- WORK ITEM: Make a verbatim transcription of the records, without the pictures.

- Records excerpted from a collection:
- Opening Delimiter -
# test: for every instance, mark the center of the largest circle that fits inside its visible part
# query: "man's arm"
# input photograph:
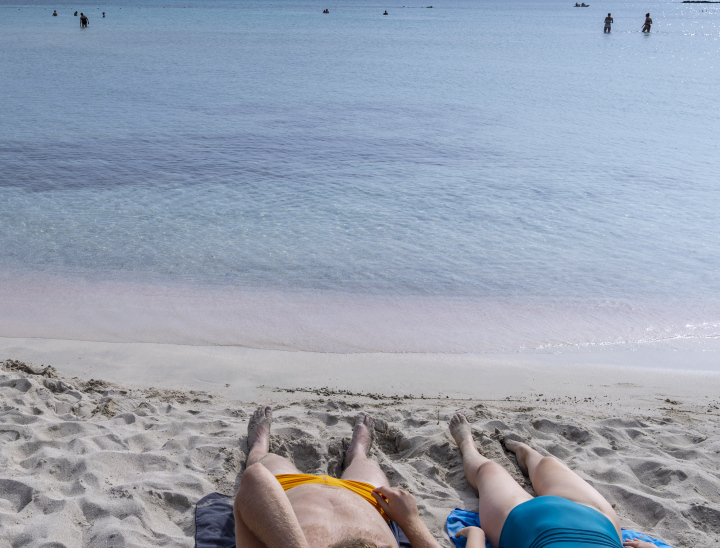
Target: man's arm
(263, 514)
(400, 506)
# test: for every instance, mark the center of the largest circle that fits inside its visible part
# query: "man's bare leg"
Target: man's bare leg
(550, 477)
(358, 467)
(498, 492)
(259, 444)
(264, 517)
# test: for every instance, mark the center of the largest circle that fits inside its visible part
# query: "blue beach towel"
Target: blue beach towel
(215, 524)
(459, 519)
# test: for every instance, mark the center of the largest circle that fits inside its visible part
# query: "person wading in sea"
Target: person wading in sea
(648, 23)
(608, 23)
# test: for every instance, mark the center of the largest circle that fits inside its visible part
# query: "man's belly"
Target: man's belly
(329, 514)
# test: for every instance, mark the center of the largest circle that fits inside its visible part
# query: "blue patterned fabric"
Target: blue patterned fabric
(459, 519)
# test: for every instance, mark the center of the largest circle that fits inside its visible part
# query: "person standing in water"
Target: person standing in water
(608, 23)
(648, 22)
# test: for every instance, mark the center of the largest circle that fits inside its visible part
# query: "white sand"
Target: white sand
(86, 463)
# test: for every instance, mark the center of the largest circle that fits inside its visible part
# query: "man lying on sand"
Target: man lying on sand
(567, 512)
(279, 507)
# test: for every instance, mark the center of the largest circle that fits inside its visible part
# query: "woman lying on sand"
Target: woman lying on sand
(568, 512)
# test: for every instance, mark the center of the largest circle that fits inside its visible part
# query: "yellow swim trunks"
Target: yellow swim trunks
(288, 481)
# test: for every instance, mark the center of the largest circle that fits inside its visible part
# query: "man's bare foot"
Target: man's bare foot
(515, 444)
(460, 430)
(259, 430)
(362, 438)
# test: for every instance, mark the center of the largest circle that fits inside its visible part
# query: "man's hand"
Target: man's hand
(475, 536)
(400, 506)
(638, 544)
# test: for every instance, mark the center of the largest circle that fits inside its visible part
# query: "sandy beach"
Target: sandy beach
(92, 462)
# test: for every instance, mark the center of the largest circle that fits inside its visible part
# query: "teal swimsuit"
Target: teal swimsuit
(554, 522)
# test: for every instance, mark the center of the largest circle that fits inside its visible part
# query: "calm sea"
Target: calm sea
(485, 176)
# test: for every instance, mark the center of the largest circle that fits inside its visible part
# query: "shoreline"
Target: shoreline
(92, 462)
(245, 373)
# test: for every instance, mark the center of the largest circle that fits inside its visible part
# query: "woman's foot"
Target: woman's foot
(516, 445)
(362, 438)
(259, 430)
(461, 431)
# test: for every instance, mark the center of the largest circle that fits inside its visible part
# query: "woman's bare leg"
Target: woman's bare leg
(259, 444)
(498, 492)
(550, 477)
(358, 467)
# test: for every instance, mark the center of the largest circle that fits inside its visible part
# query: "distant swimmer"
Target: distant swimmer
(648, 23)
(608, 23)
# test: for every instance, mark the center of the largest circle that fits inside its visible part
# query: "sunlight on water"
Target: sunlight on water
(503, 174)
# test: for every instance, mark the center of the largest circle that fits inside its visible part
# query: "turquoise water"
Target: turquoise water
(502, 172)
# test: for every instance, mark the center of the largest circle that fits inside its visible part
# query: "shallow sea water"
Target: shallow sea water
(477, 177)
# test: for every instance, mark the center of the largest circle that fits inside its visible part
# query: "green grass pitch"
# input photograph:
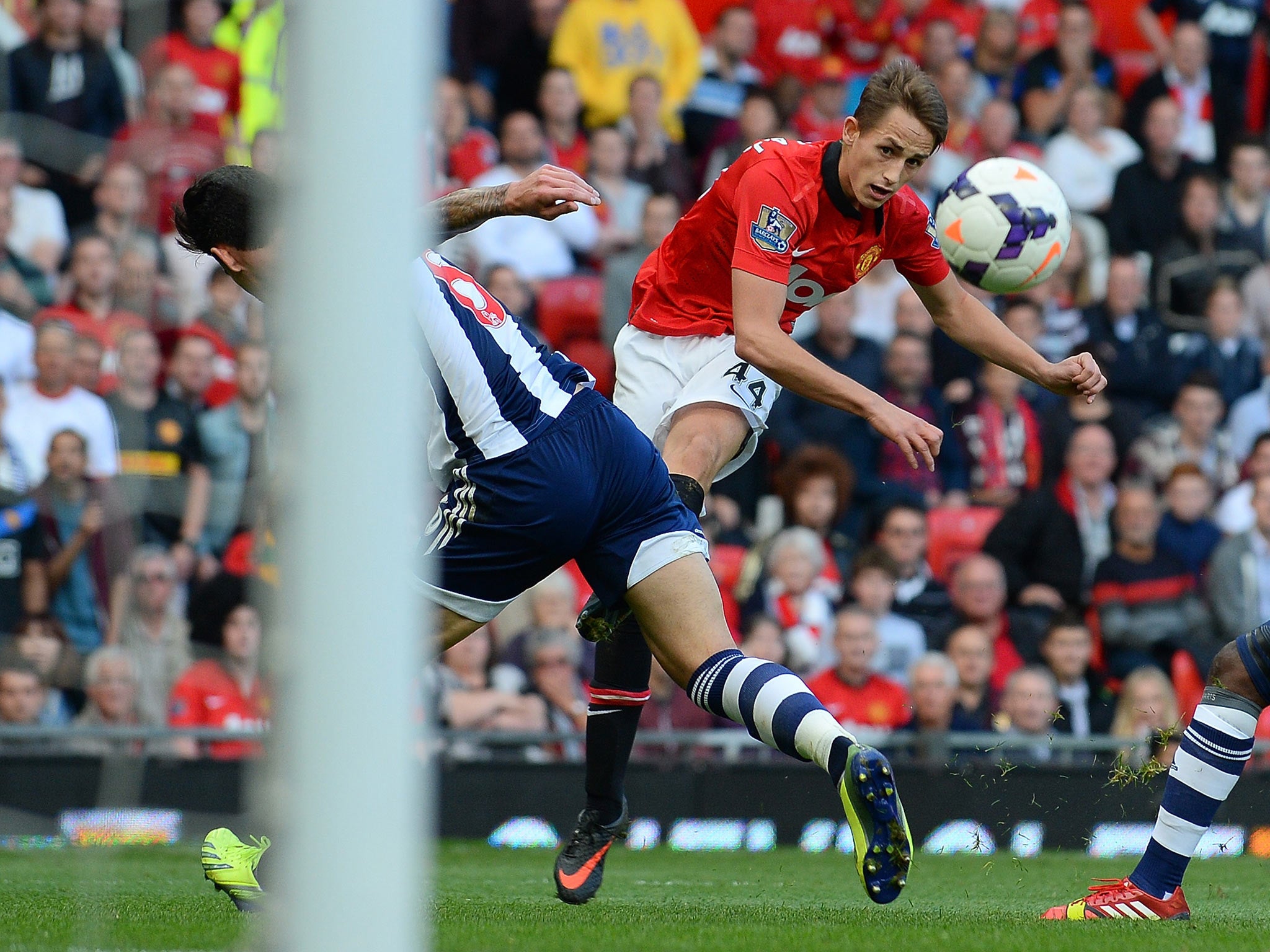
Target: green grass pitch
(657, 902)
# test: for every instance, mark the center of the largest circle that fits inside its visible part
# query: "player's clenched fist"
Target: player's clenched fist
(1077, 375)
(916, 438)
(549, 192)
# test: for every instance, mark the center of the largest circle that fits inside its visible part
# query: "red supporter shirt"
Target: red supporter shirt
(107, 332)
(206, 696)
(575, 156)
(778, 213)
(171, 159)
(879, 702)
(474, 154)
(224, 386)
(791, 37)
(216, 71)
(1005, 656)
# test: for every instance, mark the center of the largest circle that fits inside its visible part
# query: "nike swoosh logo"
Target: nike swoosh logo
(572, 881)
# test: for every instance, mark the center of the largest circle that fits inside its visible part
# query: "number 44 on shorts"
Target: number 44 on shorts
(752, 392)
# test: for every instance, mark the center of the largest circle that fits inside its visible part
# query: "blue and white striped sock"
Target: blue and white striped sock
(1209, 759)
(774, 705)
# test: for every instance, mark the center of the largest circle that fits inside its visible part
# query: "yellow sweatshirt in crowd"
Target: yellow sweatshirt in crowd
(607, 43)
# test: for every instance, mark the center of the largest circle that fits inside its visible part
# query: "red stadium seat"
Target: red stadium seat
(956, 534)
(571, 307)
(1188, 683)
(727, 563)
(597, 358)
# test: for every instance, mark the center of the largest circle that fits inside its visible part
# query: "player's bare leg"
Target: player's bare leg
(680, 610)
(703, 438)
(453, 627)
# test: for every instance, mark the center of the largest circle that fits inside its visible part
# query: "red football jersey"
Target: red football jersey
(215, 69)
(779, 213)
(1038, 25)
(879, 702)
(206, 696)
(475, 154)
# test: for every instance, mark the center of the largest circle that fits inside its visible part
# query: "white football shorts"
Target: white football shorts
(658, 376)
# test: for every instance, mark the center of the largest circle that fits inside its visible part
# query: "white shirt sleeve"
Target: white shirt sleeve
(103, 443)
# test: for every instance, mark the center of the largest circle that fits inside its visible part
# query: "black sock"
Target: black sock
(690, 493)
(618, 695)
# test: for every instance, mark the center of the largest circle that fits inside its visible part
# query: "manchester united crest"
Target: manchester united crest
(868, 260)
(169, 432)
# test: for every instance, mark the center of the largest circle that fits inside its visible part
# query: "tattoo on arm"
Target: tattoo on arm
(466, 208)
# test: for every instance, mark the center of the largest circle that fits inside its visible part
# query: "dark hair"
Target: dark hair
(1204, 380)
(42, 619)
(20, 666)
(1185, 470)
(1065, 619)
(874, 559)
(69, 432)
(1204, 177)
(730, 9)
(809, 462)
(234, 206)
(1010, 304)
(904, 83)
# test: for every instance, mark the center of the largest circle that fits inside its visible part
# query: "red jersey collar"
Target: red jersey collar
(833, 188)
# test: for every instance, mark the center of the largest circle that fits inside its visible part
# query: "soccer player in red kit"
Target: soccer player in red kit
(708, 351)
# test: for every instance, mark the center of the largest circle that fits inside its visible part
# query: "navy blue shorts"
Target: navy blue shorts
(590, 488)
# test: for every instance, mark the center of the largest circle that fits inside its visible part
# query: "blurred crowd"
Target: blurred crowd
(1068, 568)
(136, 409)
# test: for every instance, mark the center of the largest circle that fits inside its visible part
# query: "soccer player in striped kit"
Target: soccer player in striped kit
(708, 350)
(1214, 748)
(538, 469)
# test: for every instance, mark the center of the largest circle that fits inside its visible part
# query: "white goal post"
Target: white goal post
(351, 794)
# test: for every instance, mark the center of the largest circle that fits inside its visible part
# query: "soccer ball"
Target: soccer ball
(1003, 225)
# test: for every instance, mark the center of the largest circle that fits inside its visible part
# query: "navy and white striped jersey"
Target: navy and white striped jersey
(494, 386)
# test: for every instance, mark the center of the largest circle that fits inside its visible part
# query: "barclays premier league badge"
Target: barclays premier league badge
(773, 231)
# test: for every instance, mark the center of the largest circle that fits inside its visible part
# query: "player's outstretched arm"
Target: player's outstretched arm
(545, 193)
(977, 329)
(757, 305)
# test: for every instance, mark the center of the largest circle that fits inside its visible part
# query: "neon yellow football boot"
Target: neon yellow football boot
(230, 865)
(884, 845)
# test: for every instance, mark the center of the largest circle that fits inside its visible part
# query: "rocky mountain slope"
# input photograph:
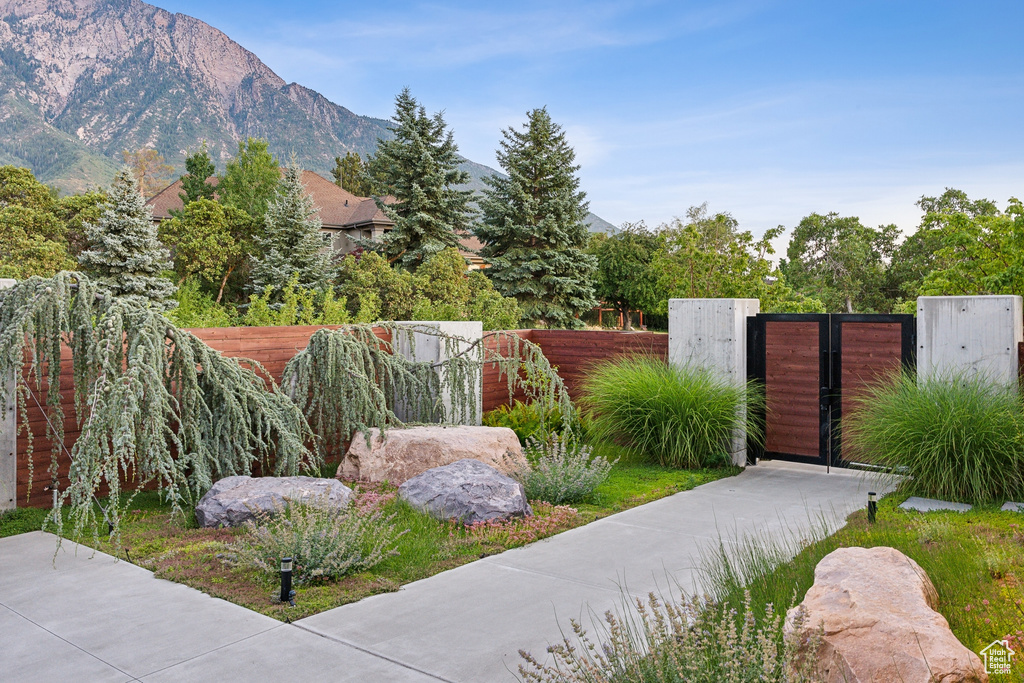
- Closing Delimiter -
- ANSWER SPACE:
# test: for every instance, mark the center of the largest circle that fits inside its visible part
# query: "man's arm"
# input photograph:
Target: man's arm
(263, 514)
(400, 506)
# test: for every instance, mark the center of the largest circle that fits inside its visible part
# query: "man's bare leg"
Target: man's bare leg
(550, 477)
(358, 467)
(498, 492)
(259, 444)
(264, 517)
# test: for every instance, mark the center of the largest circle that fits inside its visible part
# query: "blue beach towel"
Target: blue beach towel
(215, 524)
(459, 519)
# test: for every instance, mark the center of the largest circle that fits inside its visible part
# query: "person wading in sea"
Target: person wading in sea
(648, 23)
(608, 23)
# test: for every instance, mark the center of the largest circle that fits inside its visible part
# query: "man's belly"
Target: man's belly
(329, 514)
# test: for every instance, mark the center of the largest circle that fits inside its visible part
# query: "blue patterned fabric"
Target: blue patterned fabric
(459, 519)
# test: for every instance, mark the center of the largest circle that fits inside its visible part
# query: "person standing in water"
Target: person standing in water
(608, 23)
(648, 22)
# test: for every instance, mark the center of the largest circle that fits inside its visible part
# query: "white sand"
Target: white sand
(86, 463)
# test: for every instance, mark the center of the largest circle that fits inside its visible part
# query: "man lying on sand"
Target: man lying on sand
(567, 512)
(279, 507)
# test: for every instance, mark the center of the largest circle that fits inside its visible part
# query: "woman lying on sand"
Target: woman lying on sand
(568, 512)
# test: for every instance, mark the center of the largest circle that fits inside its visible part
# query: "yellow swim trunks"
Target: yellow swim trunks
(288, 481)
# test: for every instance, mark the center of the largest circle that fits inside its visible part
# query: "man's bare foot"
Target: man's bare foot
(515, 444)
(460, 430)
(259, 430)
(362, 438)
# test: for every instance, mark the center of the largest circle that fits inside its visible part
# query: "man's hand"
Target: man's hand
(475, 536)
(400, 506)
(638, 544)
# test: for every instance, mark the center of the largest circle that fits inside its visible part
# query: "sandy beach"
Target: sandy beach
(92, 462)
# test: for every instance, mark the center of the largest circle that fits inside its visible part
# query: "teal swimsuit"
Target: teal swimsuit
(554, 522)
# test: for every instance, mark the center of the largest circle that fits inside its visible part
# query: "calm sea"
Target: calm sea
(485, 176)
# test: for every instance, mark the center of the largest circle that fits inside its visible part
# query: "shoreline"
Target: shoreline
(92, 462)
(245, 373)
# test: for every instance, mark the center of the largest circle that fits inside its visible part
# query: "woman's foot"
Target: woman's foot
(516, 445)
(362, 438)
(259, 430)
(461, 431)
# test: for every instance, mark the center of the largest circle that fits inside its visible part
# query: "woman's bare leg"
Target: woman's bare leg
(259, 444)
(498, 492)
(550, 477)
(358, 467)
# test: for every instance, mark the center of the largest circle that fits inside its visible part
# query: "distant swimmer"
Target: distant swimmer
(648, 23)
(608, 23)
# test: for every instance, mark the center of the largest circle that fits inside its visible part
# query: "sunlight on water"
Target: sunlight on water
(503, 174)
# test: for every instance, mark the center of the largest circle that fits inside its visible part
# query: "turquoise water"
Target: turquoise water
(502, 172)
# test: for every instance, mark the center of the largest circle that fits inside its visible part
# query: "shallow sea water"
Target: shallow sea water
(477, 177)
# test: for every instance, mark the center of the largest circle that fits inside its visible part
# query: "green grass pitch"
# input photograph:
Target: green grass pitch
(657, 902)
# test: for every instance, mark the center of the largest circle that fits inside its visible part
# query: "player's clenched fist"
Target: player's clenched fist
(1077, 375)
(916, 438)
(549, 192)
# test: for every instance, mark the center of the largest circle that fits inside its visible part
# query: "red supporter shirt"
Target: red supporter shirt
(107, 332)
(206, 696)
(575, 156)
(778, 213)
(171, 159)
(879, 702)
(474, 154)
(224, 386)
(791, 37)
(216, 71)
(1005, 656)
# test: for every instance, mark the center of the largest circle that fits inside its visible part
# query: "nike swoosh logo"
Target: nike swoosh logo
(572, 881)
# test: for every instance, mark the center of the largest circle that fits inside its visible part
# query: "number 44 on shorts"
Target: number 44 on shorts
(752, 392)
# test: for every instance, mark the center of the largest circle that fits inside its visible part
# query: "blue and white striped sock"
Target: blue and white striped sock
(1209, 759)
(774, 705)
# test: for every instance, mark the center of the largest circle that fits inside its visible part
# query: "yellow sweatshirt in crowd"
Target: yellow sweatshirt in crowd
(607, 43)
# test: for every instance, mark the center of the largest circle that fits inside its visible part
# query: "red stadium seat"
Target: red stadium seat
(956, 534)
(571, 307)
(1188, 683)
(727, 563)
(597, 358)
# test: for every instance, mark the center of the largest circle that fits inside its visible part
# query: "player's bare leg"
Target: player's bare leg
(680, 610)
(703, 438)
(453, 627)
# test: for every instance, mark the center of the largest circle that fits inside its visible part
# query: "red football jersey"
Target: red football jersey
(215, 69)
(779, 213)
(1038, 25)
(879, 702)
(206, 696)
(475, 154)
# test: for every instance, mark the center of the largest circle that fits inside its visible part
# query: "white football shorts"
Target: white football shorts
(658, 376)
# test: for every instance, mark the center of the largest circle that fits inside its visible part
# query: "white shirt sleeve"
Target: white shirt sleeve
(103, 443)
# test: for every instance, mark the center of the largest circle that fits inside its visible part
# query: "black sock"
Target: black sock
(690, 493)
(618, 695)
# test: for every instance, mark the center of the largest circle that fits inside its visible part
# query: "manchester united crest"
Target: manchester united crest
(868, 260)
(169, 432)
# test: for every instance, mark the center of the largest circle that fits inside its visible part
# query: "tattoo on arm"
Target: tattoo on arm
(466, 208)
# test: for every instance, mark the center of the largest circle that fits inside its visible part
# query: "dark hair"
Target: dark hair
(1204, 380)
(42, 619)
(20, 666)
(1185, 470)
(1065, 619)
(874, 559)
(69, 432)
(1204, 177)
(730, 9)
(809, 462)
(234, 206)
(1010, 304)
(904, 83)
# test: for every instance, mark the center of the largest circle that fits inside its visible part
# query: "red jersey collar"
Target: red jersey collar
(833, 188)
# test: for every instance, mark the center of the largest circle that fits inside its visible part
# query: "soccer player in red kit"
Target: soccer player in red kit
(708, 351)
# test: for every instance, mark the center of the largest circle that fits inside its visible part
# query: "navy blue shorts"
Target: navy blue shorts
(590, 488)
# test: for every instance, mark the center of the largest circle that fits inside its visible part
# query: "blurred crowd"
Target: blurred crowd
(1068, 568)
(136, 409)
# test: for every instance, mark the center of the largest circle that fits inside its visible part
# query: "soccer player in striped kit"
Target: soccer player in striped kit
(708, 350)
(1214, 748)
(538, 469)
# test: for every instance, mark the center of the largest circle that fits inside its visible part
# query: "white goal post"
Target: white goal post
(351, 794)
# test: for every instance, mark the center of the largest circle that fits inside its visible part
# query: "soccer ball"
Target: soccer ball
(1003, 225)
# test: for every instance, mark the center of the largest circle that fits inside its visible part
# query: "navy and white striped jersey"
Target: navy and white striped jersey
(494, 386)
# test: for every instance, mark the center of the largest circle that fits inside its visible part
# query: "barclays premier league badge"
Target: barclays premier league badge
(773, 231)
# test: for every instance, mark the center of the largest circle that fits inside its visible part
# query: "player's outstretched arm"
Target: player's outstretched arm
(545, 193)
(977, 329)
(757, 305)
# test: for every instance, mark the center of the largest circle that fits inside its visible part
# query: "neon yellow football boot"
Target: neon yellow football boot
(230, 865)
(884, 845)
# test: for every instance, mark the center of the largest circle that fits inside its visible part
# query: "rocky mountain slope"
# input photograph:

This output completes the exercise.